> [Task directions]:
Restate word for word the lines that run from the one containing "the concrete walkway" to the last line of the data, both ends included.

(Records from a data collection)
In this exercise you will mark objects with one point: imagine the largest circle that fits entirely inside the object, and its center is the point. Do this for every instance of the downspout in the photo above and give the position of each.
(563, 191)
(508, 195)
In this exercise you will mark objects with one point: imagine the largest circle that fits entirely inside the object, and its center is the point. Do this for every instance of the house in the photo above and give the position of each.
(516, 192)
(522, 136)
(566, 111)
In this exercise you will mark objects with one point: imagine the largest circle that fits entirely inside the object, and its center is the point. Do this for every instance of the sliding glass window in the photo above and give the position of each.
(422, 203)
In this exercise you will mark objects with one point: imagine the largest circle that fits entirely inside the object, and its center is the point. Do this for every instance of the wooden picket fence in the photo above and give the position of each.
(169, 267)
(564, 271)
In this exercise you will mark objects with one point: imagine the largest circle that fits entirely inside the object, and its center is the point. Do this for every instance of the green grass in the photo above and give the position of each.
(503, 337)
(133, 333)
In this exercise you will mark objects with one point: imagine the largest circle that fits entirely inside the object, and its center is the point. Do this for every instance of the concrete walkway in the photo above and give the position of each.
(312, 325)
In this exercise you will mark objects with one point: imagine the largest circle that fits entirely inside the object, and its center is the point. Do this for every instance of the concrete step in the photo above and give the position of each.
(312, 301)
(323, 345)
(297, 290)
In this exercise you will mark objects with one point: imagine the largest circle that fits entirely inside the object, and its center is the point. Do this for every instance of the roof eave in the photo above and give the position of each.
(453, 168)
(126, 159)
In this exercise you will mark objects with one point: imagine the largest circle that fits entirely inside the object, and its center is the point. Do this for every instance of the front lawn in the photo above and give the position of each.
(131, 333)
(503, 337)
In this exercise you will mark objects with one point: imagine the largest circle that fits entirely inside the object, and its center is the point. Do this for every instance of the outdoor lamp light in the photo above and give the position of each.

> [Completed exercise]:
In this exercise you will mark objects with one point: imagine the largest circle that fits entirely inside the object, and its center is the point. Do this for every instance of the concrete walkway in the photo above and give the position of each.
(312, 325)
In this exercise you will mark objects with one point: imagine the largest circle that fits entirely inside the object, and its center is the point. Do this for every instance of the concrete step in the photo above and give the position of each.
(312, 301)
(323, 345)
(297, 290)
In this exercise you will mark objects with one point: imagine the largest circle that fits entirely inside the object, and its center is the point. Do this for every instance of the roof eave in the photo above and give the position of each.
(453, 168)
(126, 159)
In this exercise you will mark objects with one point: imagine the largest circle that fits entirely inside the object, and its center is the point. Do this for every instance of the front lawn in the photo above and give the position of each.
(131, 333)
(503, 337)
In this exercise you will mark objects with one point: imagine the largest circle that fits entirely inside the object, and its center is the point. Do this for every instance of the outdoor lamp light in the photo above and give the position of each.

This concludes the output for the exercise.